▶ _Что нужно сделать_
Кем, согласно исходному документу, становится черепаха в воде?

▶ _Исходный документ_
>>

Дон Жуан – это Фауст, но без договора с дьяволом – (развить).
III действие, в Бразилии, среди рабов. IV действие, V действие – становится одиноким человеком. Одиноким вместе со всеми.
Д. Ж. Договор с дьяволом, но без дьявола. Держать пари во имя мира, чувства и наслаждения – это значит заключить договор с дьяволом. Держать пари во имя правосудия – то же самое.
По просьбе Массионьона я отправил президенту Республики ходатайство о помиловании приговоренных к смерти из Мохнина[168]. Через несколько дней я обнаружил в газетах ответ на свое послание: трое из приговоренных были расстреляны. Через две недели после казни глава кабинета сообщил мне, что мое письмо «привлекло внимание» президента и было передано в Высший совет прокуратуры. Замечтавшаяся бюрократия.
Два миллиона членов профсоюза на одиннадцать работающих. В 1947 году в профсоюзах было семь миллионов.
Пьеса. Счастливый человек. И никто не может его выносить.
В воде черепаха становится птицей. Большая черепаха теплых морей летает в глубинах вод, словно красавец-альбатрос.
Атональная музыка, музыка для голоса, для лихорадочного голоса современного человека.
Письмо к М.: «Не проклинайте Запад. Я сам проклинал его, причем в момент его расцвета. Но сегодня, когда он погибает под тяжестью своих ошибок и слишком долгой славы, я не буду его обвинять… Не завидуйте людям с Востока, принесшим свой ум и сердце в жертву богам истории. У истории не может быть богов, и только ум, озаренный сердцем, является тем единственным богом, которого в многочисленных обличиях всегда приветствовали в этом мире».
Чехов: для писателя «главное не слава, не блеск… а уменье терпеть». «Умей нести свой крест и веруй».
Школа критиков: «законы» театра.
– Если я хорошо понял, милостивый государь, мне следует точно придерживаться тех самых правил, которые Эсхил, Шекспир, Кальдерон, Корнель, – в общем, все великие драматические гении, – непременно старались нарушить.
– Точнее, надо заметить, что только Шекспир, Эсхил и другие могли себе такое позволить.

<<

▶ _Записи разметки для сегментации_

>>

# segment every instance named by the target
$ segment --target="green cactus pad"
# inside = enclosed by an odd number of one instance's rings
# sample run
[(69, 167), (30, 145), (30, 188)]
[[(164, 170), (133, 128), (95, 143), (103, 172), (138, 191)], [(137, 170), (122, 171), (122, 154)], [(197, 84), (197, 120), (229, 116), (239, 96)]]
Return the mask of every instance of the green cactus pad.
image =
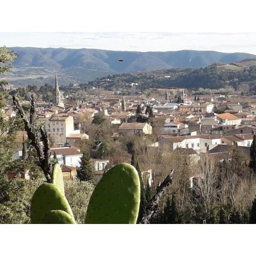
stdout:
[(51, 182), (56, 185), (62, 194), (65, 195), (62, 171), (59, 164), (54, 164), (51, 176)]
[(53, 210), (47, 212), (40, 221), (41, 224), (76, 224), (68, 213), (61, 210)]
[(42, 184), (35, 191), (30, 205), (30, 222), (40, 223), (46, 213), (52, 210), (61, 210), (73, 218), (73, 213), (66, 197), (54, 184)]
[(118, 164), (97, 184), (88, 205), (86, 223), (134, 224), (139, 212), (140, 186), (136, 169)]

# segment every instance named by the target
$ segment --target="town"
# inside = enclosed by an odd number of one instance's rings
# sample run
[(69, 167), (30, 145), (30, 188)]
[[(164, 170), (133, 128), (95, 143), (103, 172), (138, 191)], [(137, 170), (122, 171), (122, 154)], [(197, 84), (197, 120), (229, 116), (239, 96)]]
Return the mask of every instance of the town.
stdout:
[[(152, 223), (253, 221), (256, 95), (246, 86), (207, 94), (184, 84), (124, 95), (106, 89), (111, 78), (102, 78), (102, 87), (86, 89), (79, 84), (63, 87), (58, 73), (52, 76), (54, 83), (41, 87), (1, 85), (3, 120), (16, 129), (5, 168), (9, 180), (42, 179), (19, 100), (27, 115), (35, 115), (35, 127), (47, 133), (51, 161), (60, 164), (66, 182), (95, 186), (110, 168), (127, 163), (141, 172), (146, 209), (158, 184), (174, 170), (167, 189), (171, 196), (164, 197)], [(70, 183), (71, 191), (72, 186), (79, 190), (78, 184)]]

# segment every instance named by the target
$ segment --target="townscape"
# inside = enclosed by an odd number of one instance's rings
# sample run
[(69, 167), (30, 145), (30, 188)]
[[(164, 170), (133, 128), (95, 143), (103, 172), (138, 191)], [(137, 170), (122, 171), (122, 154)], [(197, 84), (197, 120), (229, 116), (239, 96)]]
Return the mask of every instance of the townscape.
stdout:
[[(2, 48), (0, 63), (13, 54)], [(29, 199), (44, 179), (14, 99), (28, 117), (35, 104), (33, 125), (48, 134), (77, 223), (95, 186), (121, 163), (141, 174), (138, 222), (173, 170), (149, 223), (256, 223), (256, 95), (247, 84), (203, 92), (165, 82), (139, 91), (129, 81), (118, 91), (108, 87), (111, 76), (86, 87), (63, 86), (52, 75), (54, 83), (38, 86), (1, 81), (0, 223), (29, 223)]]

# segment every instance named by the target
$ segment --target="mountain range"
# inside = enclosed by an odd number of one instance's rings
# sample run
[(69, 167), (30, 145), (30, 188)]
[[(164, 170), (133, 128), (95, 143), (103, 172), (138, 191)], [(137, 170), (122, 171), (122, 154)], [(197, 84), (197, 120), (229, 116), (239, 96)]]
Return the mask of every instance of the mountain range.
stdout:
[[(17, 86), (54, 83), (85, 83), (108, 75), (173, 68), (203, 68), (215, 62), (228, 63), (256, 55), (213, 51), (129, 52), (97, 49), (11, 47), (18, 54), (13, 69), (6, 75)], [(119, 60), (123, 60), (119, 61)]]

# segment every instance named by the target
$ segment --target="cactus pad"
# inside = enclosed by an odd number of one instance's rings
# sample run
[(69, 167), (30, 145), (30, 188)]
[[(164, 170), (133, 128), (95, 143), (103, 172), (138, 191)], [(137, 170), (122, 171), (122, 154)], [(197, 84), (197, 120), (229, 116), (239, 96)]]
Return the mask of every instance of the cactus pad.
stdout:
[(66, 197), (55, 185), (42, 184), (35, 192), (30, 205), (31, 223), (40, 223), (46, 213), (52, 210), (61, 210), (73, 217), (73, 213)]
[(51, 182), (56, 185), (62, 194), (65, 195), (64, 190), (64, 182), (61, 168), (59, 164), (55, 164), (51, 176)]
[(136, 169), (118, 164), (97, 184), (88, 205), (86, 223), (135, 223), (140, 205), (140, 185)]
[(53, 210), (46, 212), (40, 221), (41, 224), (76, 224), (74, 219), (64, 211)]

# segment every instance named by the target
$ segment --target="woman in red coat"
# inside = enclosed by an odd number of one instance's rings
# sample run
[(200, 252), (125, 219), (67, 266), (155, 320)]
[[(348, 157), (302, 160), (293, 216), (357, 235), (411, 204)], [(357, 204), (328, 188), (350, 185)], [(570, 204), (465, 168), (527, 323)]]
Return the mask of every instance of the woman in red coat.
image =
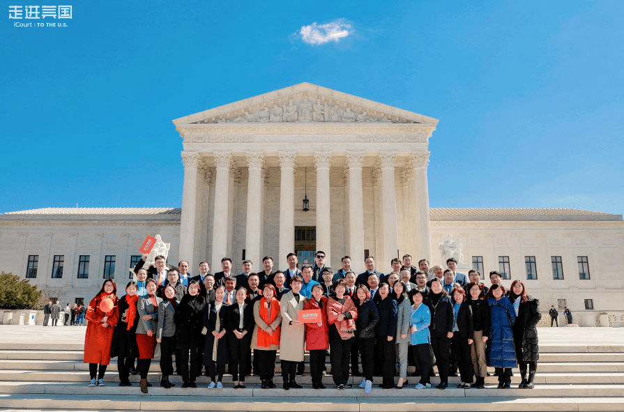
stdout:
[[(112, 279), (107, 279), (102, 285), (100, 293), (96, 295), (86, 309), (85, 317), (89, 321), (86, 335), (84, 336), (84, 356), (82, 361), (89, 363), (91, 376), (89, 386), (104, 386), (104, 374), (106, 367), (110, 363), (110, 347), (113, 340), (113, 331), (117, 324), (119, 310), (117, 307), (117, 285)], [(103, 300), (109, 299), (112, 307), (104, 312), (100, 307)], [(98, 364), (100, 372), (98, 373)], [(98, 381), (96, 382), (96, 375)]]
[(323, 287), (312, 287), (312, 298), (303, 304), (303, 310), (321, 310), (321, 320), (317, 323), (305, 323), (305, 349), (310, 351), (310, 374), (312, 388), (324, 389), (323, 369), (325, 368), (325, 353), (329, 349), (329, 328), (327, 326), (327, 298), (323, 296)]

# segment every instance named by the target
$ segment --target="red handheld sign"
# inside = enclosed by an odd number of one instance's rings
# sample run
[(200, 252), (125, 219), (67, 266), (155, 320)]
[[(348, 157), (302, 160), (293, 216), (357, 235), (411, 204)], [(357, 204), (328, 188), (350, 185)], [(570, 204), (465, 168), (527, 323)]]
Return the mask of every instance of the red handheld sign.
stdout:
[(152, 236), (148, 236), (146, 238), (145, 238), (145, 241), (143, 242), (143, 245), (141, 245), (141, 249), (139, 250), (139, 252), (140, 252), (141, 253), (149, 254), (149, 252), (152, 251), (152, 248), (155, 244), (156, 238), (153, 238)]

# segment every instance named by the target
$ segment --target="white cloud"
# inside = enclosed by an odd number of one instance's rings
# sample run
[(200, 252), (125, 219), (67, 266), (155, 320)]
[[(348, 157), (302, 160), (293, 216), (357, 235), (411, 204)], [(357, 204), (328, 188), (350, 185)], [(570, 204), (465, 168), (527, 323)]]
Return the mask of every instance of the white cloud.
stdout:
[(309, 26), (303, 26), (294, 34), (301, 36), (301, 40), (309, 45), (319, 45), (330, 41), (338, 43), (341, 38), (353, 34), (353, 31), (350, 29), (351, 24), (341, 19), (320, 25), (315, 22)]

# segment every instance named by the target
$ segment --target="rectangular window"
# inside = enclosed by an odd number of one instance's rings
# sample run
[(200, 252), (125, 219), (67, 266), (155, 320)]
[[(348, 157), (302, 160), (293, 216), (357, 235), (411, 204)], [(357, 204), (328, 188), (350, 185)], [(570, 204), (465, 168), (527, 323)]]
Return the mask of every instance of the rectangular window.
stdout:
[(52, 265), (52, 279), (61, 279), (63, 277), (63, 264), (65, 257), (62, 254), (54, 255), (54, 264)]
[(538, 278), (538, 267), (535, 265), (535, 257), (525, 256), (524, 266), (526, 268), (526, 279)]
[(551, 256), (550, 261), (552, 265), (552, 278), (556, 280), (563, 280), (563, 264), (561, 263), (561, 257)]
[(104, 278), (115, 278), (115, 257), (107, 255), (104, 259)]
[(139, 255), (134, 255), (134, 256), (131, 256), (131, 257), (130, 257), (130, 270), (128, 270), (128, 273), (130, 273), (130, 277), (128, 277), (128, 279), (132, 279), (132, 274), (134, 273), (134, 272), (132, 272), (131, 270), (132, 270), (132, 269), (135, 268), (135, 266), (137, 266), (137, 264), (139, 263), (139, 261), (141, 260), (141, 258), (142, 258), (142, 257), (143, 257), (141, 256), (140, 254), (139, 254)]
[(589, 279), (589, 261), (586, 256), (579, 257), (579, 279)]
[(472, 257), (472, 268), (478, 270), (481, 275), (481, 279), (485, 279), (485, 275), (483, 273), (483, 257), (473, 256)]
[(91, 257), (88, 254), (81, 254), (78, 261), (78, 279), (89, 278), (89, 261)]
[(511, 268), (509, 266), (509, 257), (499, 257), (499, 272), (503, 275), (503, 279), (511, 279)]
[(29, 254), (28, 257), (28, 268), (26, 270), (26, 277), (35, 278), (37, 277), (37, 265), (39, 264), (38, 254)]

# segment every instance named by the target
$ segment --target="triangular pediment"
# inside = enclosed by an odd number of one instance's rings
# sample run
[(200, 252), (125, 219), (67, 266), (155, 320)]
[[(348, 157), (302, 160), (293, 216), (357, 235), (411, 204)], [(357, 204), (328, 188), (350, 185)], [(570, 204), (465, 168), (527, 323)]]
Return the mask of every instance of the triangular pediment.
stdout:
[(176, 126), (321, 122), (435, 125), (438, 120), (326, 87), (300, 83), (174, 121)]

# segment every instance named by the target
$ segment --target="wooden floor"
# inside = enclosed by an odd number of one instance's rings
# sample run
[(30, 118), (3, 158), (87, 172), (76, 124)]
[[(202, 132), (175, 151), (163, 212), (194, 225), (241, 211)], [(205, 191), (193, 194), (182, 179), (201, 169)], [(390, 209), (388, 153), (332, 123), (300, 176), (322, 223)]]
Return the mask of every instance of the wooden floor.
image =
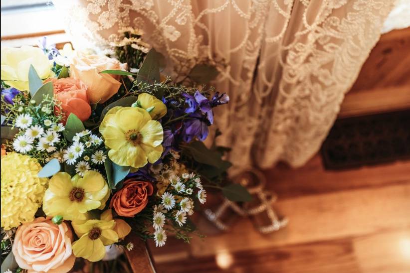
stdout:
[(150, 246), (158, 272), (410, 273), (410, 161), (329, 171), (317, 156), (265, 175), (287, 227), (263, 235), (241, 219), (191, 245), (169, 238)]

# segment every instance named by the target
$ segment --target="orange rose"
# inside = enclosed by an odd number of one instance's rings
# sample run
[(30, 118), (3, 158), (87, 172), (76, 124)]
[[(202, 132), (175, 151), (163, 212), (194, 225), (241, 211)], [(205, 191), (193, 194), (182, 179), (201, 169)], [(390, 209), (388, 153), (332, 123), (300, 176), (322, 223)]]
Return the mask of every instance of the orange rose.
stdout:
[(72, 78), (51, 79), (46, 81), (53, 83), (55, 98), (61, 103), (61, 109), (65, 116), (63, 123), (65, 124), (71, 113), (82, 122), (88, 119), (91, 115), (91, 107), (88, 103), (86, 85)]
[(12, 251), (18, 266), (28, 272), (68, 272), (75, 257), (73, 234), (67, 224), (55, 225), (51, 218), (39, 217), (18, 227)]
[(90, 102), (103, 103), (118, 92), (121, 76), (100, 72), (108, 69), (120, 70), (121, 65), (118, 60), (105, 55), (87, 55), (77, 52), (70, 69), (73, 77), (81, 80), (88, 87), (87, 93)]
[(115, 210), (118, 215), (132, 217), (147, 206), (148, 196), (154, 192), (154, 187), (148, 182), (126, 180), (124, 187), (112, 197), (110, 207)]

<<

▶ _Решение задачи_
Птицей.